• _Aim of the task_:
Recast each line of the records below as a JSON list of strings, with one string per line and any blank lines left out.

• _Raw data_:
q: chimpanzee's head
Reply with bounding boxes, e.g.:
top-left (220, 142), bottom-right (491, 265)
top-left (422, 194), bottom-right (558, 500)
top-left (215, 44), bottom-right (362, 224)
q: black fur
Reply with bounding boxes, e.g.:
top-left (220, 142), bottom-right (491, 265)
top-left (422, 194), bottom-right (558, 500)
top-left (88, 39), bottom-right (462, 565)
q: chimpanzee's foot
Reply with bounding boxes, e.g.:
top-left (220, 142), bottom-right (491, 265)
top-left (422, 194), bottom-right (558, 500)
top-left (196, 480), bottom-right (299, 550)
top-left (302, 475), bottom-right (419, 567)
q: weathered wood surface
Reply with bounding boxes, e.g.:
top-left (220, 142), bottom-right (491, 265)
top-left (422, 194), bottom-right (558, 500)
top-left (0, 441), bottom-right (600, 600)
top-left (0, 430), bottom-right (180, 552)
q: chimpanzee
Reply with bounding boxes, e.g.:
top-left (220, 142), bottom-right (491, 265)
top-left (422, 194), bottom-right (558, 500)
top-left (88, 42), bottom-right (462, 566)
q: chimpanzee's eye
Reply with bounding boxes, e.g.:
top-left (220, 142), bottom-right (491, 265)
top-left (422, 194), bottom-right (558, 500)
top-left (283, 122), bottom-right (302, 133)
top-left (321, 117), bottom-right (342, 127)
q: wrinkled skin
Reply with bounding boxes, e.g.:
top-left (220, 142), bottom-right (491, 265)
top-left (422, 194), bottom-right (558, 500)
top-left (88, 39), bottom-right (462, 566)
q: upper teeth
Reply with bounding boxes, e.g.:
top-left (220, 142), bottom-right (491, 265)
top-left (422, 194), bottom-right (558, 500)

• _Result of this task_:
[
  "q: chimpanzee's head",
  "Reply with bounding boxes, e.g.:",
  "top-left (220, 142), bottom-right (491, 265)",
  "top-left (422, 194), bottom-right (558, 500)",
  "top-left (215, 44), bottom-right (362, 224)",
  "q: black fur",
  "Reply with bounding boxes, e.g.:",
  "top-left (220, 142), bottom-right (491, 265)",
  "top-left (422, 194), bottom-right (558, 500)",
  "top-left (88, 39), bottom-right (462, 565)",
  "q: chimpanzee's foot",
  "Reply with bounding boxes, e.g.:",
  "top-left (220, 142), bottom-right (491, 265)",
  "top-left (422, 194), bottom-right (558, 500)",
  "top-left (196, 480), bottom-right (299, 550)",
  "top-left (302, 475), bottom-right (419, 567)",
  "q: weathered wood surface",
  "Reply with bounding boxes, e.g.:",
  "top-left (220, 142), bottom-right (491, 265)",
  "top-left (422, 194), bottom-right (558, 500)",
  "top-left (0, 441), bottom-right (600, 600)",
  "top-left (0, 430), bottom-right (180, 552)",
  "q: chimpanzee",
  "Reply with bounding boxes, e.g.:",
  "top-left (220, 142), bottom-right (491, 265)",
  "top-left (422, 194), bottom-right (558, 500)",
  "top-left (88, 42), bottom-right (462, 566)",
  "q: chimpanzee's eye",
  "Reply with bounding boxes, e.g.:",
  "top-left (220, 142), bottom-right (491, 265)",
  "top-left (422, 194), bottom-right (558, 500)",
  "top-left (283, 122), bottom-right (302, 133)",
  "top-left (321, 117), bottom-right (342, 127)",
  "q: wrinkled skin",
  "Reply with bounding boxes, e.g.:",
  "top-left (220, 142), bottom-right (491, 265)",
  "top-left (422, 194), bottom-right (558, 500)",
  "top-left (88, 39), bottom-right (462, 566)",
  "q: upper teeth",
  "Reply with bounding boxes, e.g.:",
  "top-left (220, 142), bottom-right (491, 265)",
  "top-left (422, 194), bottom-right (558, 500)"
]